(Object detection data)
..........
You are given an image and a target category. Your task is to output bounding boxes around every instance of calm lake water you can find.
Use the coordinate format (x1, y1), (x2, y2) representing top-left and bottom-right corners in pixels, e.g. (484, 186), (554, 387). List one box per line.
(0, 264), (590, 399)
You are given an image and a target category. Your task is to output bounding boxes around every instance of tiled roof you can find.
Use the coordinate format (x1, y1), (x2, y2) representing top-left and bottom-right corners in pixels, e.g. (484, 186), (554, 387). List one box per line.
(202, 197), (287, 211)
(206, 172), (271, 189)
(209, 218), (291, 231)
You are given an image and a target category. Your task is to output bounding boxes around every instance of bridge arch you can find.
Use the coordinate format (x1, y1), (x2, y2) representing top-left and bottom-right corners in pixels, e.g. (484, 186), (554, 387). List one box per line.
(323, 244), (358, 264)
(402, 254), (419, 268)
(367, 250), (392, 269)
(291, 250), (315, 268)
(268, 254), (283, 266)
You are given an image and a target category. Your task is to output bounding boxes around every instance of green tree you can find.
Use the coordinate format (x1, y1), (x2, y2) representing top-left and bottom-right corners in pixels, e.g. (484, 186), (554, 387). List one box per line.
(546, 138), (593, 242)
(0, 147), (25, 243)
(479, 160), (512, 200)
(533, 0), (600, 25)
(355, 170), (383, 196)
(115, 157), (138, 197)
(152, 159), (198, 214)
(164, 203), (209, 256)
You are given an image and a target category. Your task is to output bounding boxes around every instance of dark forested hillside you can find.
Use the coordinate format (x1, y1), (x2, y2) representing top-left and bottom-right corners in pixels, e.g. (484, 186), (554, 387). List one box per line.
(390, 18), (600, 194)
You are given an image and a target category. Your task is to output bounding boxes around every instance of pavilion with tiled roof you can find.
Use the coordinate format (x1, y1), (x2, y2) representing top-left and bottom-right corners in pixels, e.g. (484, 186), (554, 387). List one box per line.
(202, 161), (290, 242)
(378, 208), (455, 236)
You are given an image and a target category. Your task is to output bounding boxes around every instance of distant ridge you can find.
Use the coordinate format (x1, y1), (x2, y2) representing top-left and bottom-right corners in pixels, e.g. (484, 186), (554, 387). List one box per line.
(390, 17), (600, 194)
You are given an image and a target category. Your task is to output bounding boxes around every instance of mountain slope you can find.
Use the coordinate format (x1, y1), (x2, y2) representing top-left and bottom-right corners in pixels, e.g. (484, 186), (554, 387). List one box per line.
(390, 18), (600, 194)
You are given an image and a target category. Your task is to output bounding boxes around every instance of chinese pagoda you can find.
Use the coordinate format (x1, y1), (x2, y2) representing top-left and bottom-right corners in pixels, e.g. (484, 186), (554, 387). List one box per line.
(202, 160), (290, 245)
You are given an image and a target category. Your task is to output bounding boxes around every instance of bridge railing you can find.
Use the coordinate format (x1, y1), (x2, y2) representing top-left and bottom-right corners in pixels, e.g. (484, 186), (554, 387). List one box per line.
..........
List, in full, every line above that contains the string "bridge". A line counts only if the letters match in case.

You are given an image and a target category. Your task is to output bounding boxes around every instance of bridge arch you can find.
You are given an image and a target category. Your task is to output bounding boxes around every instance of bridge railing you can find.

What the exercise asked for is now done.